- PROBLEM DETAILS -
Duplicate everything from the start of the entries down to the line containing "rough mask: <svg", including both ends.

- Stored items -
Segment Open

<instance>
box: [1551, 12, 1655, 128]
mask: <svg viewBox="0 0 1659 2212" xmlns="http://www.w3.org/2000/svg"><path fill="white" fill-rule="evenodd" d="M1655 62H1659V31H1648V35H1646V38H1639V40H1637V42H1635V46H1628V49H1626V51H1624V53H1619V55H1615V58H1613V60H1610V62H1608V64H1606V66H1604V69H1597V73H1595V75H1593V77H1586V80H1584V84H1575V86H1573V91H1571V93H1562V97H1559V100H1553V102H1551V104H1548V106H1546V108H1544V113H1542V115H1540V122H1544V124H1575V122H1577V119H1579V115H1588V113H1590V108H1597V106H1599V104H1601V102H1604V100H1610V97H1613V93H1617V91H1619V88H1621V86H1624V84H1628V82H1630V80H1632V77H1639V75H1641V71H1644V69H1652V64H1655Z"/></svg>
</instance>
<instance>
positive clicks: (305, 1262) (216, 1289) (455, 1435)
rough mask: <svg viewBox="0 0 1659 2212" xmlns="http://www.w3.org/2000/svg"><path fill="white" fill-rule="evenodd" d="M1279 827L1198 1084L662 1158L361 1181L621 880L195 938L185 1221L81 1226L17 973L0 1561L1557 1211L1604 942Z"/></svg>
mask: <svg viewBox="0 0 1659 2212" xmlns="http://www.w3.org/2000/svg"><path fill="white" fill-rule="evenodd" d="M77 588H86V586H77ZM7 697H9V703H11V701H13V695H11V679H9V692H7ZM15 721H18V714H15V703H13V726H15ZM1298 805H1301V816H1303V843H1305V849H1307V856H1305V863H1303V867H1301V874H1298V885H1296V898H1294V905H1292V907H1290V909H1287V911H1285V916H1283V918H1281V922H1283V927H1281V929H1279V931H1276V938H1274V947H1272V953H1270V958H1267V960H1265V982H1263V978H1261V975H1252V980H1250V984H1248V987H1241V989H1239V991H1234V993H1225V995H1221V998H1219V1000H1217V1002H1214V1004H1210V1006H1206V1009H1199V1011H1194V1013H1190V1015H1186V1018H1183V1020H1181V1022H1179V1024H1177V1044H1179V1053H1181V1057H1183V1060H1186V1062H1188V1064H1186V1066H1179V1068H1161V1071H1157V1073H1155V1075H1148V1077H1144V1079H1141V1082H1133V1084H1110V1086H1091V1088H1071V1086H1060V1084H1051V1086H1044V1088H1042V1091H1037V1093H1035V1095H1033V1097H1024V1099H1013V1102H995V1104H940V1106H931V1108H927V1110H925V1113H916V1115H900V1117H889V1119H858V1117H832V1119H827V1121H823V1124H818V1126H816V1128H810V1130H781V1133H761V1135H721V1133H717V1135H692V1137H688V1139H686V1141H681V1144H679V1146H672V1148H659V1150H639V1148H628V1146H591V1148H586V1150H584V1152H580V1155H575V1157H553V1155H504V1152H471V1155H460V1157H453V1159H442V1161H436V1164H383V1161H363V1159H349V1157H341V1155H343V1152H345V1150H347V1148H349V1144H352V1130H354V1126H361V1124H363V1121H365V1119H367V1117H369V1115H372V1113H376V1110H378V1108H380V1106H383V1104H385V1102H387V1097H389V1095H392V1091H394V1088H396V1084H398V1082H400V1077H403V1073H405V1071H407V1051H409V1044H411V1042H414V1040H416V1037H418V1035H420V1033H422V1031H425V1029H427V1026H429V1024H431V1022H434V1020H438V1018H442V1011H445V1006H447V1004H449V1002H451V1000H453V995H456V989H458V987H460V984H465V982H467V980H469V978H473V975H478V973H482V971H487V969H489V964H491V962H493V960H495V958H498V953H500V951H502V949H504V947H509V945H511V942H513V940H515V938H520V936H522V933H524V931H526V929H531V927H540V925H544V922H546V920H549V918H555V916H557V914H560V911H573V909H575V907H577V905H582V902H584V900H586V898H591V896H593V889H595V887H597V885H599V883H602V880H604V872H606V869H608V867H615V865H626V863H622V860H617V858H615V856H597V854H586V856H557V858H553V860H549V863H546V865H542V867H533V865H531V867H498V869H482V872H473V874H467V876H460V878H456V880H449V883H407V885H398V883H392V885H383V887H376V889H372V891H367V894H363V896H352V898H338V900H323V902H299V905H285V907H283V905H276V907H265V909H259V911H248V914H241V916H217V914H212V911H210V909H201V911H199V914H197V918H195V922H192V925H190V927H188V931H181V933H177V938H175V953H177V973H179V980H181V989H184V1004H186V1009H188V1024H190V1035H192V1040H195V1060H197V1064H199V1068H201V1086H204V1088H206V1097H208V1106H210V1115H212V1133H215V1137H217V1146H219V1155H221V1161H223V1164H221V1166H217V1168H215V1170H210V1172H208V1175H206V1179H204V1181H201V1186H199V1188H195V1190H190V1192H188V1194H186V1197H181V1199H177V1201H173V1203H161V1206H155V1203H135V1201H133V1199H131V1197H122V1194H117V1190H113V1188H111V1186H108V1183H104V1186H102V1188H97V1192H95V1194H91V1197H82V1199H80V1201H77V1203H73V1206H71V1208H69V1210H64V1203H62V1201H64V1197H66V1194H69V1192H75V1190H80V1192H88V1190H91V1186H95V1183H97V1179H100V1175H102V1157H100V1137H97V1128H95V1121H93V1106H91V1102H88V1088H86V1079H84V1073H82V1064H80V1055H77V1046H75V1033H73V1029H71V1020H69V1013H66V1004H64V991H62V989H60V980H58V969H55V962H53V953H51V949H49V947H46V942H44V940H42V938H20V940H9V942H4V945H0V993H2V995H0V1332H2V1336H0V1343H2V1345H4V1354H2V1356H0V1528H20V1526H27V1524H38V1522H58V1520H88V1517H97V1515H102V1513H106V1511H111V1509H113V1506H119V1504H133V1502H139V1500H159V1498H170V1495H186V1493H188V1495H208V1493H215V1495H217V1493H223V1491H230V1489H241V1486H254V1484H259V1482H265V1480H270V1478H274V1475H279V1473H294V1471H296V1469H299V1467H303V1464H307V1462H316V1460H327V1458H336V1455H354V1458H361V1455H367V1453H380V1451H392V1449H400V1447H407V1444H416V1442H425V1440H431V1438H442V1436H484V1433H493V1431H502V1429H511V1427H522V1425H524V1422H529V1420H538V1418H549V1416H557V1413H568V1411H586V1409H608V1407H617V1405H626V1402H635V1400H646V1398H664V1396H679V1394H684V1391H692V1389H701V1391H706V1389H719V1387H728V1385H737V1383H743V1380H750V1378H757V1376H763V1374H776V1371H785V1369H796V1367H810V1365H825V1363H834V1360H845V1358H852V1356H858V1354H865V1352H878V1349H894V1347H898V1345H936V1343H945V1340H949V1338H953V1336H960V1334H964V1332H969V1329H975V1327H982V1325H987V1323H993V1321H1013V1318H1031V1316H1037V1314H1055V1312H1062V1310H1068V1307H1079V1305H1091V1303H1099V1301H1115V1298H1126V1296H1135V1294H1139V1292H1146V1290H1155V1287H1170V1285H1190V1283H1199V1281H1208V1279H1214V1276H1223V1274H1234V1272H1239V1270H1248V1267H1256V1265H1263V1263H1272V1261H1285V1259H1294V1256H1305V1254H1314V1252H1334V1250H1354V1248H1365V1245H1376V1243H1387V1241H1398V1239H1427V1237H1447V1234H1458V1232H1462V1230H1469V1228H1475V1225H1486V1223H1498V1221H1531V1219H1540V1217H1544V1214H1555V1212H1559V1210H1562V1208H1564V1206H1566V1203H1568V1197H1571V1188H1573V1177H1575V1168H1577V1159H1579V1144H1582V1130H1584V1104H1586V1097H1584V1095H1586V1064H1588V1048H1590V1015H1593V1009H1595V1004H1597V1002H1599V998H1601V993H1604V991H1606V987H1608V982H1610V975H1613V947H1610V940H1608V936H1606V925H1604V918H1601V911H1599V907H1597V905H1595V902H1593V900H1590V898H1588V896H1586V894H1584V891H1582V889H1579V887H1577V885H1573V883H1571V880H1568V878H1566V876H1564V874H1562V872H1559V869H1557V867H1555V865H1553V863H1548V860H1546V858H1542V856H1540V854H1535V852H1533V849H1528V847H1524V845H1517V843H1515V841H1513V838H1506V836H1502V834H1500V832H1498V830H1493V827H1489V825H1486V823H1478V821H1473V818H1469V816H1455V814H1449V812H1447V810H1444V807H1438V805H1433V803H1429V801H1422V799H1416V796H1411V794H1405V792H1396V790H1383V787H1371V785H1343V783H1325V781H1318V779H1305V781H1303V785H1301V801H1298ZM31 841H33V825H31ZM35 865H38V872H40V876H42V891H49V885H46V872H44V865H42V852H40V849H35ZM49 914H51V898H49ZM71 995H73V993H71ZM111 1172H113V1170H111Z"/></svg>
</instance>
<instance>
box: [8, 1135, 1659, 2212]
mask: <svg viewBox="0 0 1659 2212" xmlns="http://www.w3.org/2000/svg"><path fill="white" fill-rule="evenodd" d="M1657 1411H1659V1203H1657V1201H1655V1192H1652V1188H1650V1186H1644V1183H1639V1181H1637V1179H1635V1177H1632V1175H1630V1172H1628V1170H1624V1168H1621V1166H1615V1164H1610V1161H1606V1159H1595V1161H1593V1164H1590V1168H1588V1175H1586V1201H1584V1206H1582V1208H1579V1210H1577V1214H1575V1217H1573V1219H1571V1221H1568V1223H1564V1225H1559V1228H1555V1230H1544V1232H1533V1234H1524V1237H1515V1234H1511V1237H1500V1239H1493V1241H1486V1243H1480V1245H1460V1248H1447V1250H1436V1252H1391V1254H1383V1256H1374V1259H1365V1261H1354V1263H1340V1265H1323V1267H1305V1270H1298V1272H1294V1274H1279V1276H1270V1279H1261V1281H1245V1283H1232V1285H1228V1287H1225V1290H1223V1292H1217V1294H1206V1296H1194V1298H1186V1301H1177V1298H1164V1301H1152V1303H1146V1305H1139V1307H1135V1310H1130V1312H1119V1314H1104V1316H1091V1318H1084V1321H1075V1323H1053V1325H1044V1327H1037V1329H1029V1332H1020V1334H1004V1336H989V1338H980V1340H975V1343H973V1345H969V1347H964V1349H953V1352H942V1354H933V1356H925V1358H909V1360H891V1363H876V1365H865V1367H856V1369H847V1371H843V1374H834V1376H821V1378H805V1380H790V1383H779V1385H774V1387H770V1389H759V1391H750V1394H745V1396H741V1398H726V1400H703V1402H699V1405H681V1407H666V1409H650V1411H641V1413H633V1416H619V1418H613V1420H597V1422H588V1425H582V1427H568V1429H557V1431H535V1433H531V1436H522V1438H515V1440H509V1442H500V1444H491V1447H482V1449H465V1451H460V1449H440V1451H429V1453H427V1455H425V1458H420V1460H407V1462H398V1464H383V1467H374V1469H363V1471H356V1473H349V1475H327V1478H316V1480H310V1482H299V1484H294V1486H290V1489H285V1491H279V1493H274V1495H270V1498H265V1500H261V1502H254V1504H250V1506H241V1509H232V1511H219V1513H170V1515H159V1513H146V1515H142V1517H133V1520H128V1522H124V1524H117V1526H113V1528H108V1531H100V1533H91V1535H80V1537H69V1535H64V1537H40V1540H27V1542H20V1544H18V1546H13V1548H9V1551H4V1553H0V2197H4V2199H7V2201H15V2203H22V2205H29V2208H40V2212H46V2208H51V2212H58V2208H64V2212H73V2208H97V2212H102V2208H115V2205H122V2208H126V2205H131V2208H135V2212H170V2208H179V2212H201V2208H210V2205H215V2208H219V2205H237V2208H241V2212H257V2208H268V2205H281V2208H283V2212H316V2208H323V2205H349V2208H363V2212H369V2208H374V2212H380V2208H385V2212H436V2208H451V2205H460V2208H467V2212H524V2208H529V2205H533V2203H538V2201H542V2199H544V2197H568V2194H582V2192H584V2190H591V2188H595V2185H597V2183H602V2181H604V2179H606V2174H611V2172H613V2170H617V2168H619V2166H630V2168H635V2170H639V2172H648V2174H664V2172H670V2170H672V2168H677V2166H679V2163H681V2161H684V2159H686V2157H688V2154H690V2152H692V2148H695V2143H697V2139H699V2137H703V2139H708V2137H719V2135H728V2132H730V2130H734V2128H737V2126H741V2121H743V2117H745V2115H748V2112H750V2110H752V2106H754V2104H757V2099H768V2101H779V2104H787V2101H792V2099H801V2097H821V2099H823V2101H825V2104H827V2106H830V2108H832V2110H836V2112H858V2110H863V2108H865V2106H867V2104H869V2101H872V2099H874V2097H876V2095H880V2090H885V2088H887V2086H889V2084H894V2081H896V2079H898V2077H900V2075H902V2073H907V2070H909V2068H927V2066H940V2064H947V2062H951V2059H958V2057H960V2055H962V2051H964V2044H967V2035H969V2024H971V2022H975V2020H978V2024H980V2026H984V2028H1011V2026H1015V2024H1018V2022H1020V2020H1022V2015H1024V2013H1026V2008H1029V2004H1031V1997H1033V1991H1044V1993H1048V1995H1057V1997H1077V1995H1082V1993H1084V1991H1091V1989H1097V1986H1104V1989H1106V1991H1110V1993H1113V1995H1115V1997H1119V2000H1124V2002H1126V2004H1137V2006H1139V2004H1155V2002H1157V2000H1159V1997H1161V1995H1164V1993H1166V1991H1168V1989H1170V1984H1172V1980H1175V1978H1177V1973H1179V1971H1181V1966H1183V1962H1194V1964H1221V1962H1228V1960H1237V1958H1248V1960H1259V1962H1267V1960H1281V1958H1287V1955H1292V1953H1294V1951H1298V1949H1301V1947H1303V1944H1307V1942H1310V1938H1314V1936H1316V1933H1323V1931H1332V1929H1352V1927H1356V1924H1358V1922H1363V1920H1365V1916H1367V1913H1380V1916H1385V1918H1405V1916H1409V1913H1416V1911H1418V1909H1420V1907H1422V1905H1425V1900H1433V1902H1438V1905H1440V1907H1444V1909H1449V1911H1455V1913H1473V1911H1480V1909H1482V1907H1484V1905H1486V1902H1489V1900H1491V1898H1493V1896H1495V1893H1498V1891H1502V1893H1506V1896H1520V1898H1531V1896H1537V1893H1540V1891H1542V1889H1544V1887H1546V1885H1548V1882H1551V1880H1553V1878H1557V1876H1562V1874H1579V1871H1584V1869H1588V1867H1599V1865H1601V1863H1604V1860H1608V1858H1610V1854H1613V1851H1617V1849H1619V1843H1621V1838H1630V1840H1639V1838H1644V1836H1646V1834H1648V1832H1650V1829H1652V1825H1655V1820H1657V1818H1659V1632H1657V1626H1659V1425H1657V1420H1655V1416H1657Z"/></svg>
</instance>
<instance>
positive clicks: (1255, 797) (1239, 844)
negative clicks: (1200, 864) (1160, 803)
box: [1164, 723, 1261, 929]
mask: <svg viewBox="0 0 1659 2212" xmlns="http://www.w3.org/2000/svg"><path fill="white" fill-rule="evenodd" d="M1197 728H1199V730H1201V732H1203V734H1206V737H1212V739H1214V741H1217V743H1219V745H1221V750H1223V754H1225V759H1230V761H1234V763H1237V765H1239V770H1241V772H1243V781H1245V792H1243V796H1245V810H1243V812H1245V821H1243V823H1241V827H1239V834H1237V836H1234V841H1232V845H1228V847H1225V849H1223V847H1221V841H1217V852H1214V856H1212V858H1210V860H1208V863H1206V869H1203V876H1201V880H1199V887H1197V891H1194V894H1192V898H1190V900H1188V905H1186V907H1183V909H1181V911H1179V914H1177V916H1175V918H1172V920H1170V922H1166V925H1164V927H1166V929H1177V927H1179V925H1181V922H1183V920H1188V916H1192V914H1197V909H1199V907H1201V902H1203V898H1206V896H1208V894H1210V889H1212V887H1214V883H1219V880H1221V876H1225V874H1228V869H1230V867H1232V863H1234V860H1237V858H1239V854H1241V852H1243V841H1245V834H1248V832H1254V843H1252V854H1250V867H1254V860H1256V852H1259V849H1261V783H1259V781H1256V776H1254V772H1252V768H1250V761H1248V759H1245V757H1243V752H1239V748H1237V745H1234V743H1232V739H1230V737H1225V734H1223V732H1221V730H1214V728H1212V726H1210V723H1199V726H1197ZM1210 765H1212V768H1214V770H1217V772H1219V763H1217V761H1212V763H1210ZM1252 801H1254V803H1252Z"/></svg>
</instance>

Segment Closed

- WRITTEN RESPONSE -
<instance>
box: [1551, 12, 1655, 128]
mask: <svg viewBox="0 0 1659 2212" xmlns="http://www.w3.org/2000/svg"><path fill="white" fill-rule="evenodd" d="M1655 62H1659V31H1648V35H1646V38H1639V40H1637V42H1635V46H1628V49H1626V51H1624V53H1619V55H1615V58H1613V60H1610V62H1608V64H1606V66H1604V69H1597V73H1595V75H1593V77H1586V80H1584V84H1575V86H1573V91H1571V93H1562V97H1559V100H1553V102H1551V104H1548V106H1546V108H1544V113H1542V115H1540V122H1544V124H1575V122H1577V119H1579V115H1588V113H1590V108H1597V106H1599V104H1601V102H1604V100H1610V97H1613V93H1617V91H1619V88H1621V86H1624V84H1628V82H1630V80H1632V77H1639V75H1641V71H1644V69H1652V64H1655Z"/></svg>
</instance>
<instance>
positive clicks: (305, 1262) (216, 1289) (455, 1435)
rough mask: <svg viewBox="0 0 1659 2212" xmlns="http://www.w3.org/2000/svg"><path fill="white" fill-rule="evenodd" d="M1279 827L1198 1084L662 1158L361 1181L621 880L195 938L185 1221L81 1226L17 973L0 1561L1557 1211L1604 942Z"/></svg>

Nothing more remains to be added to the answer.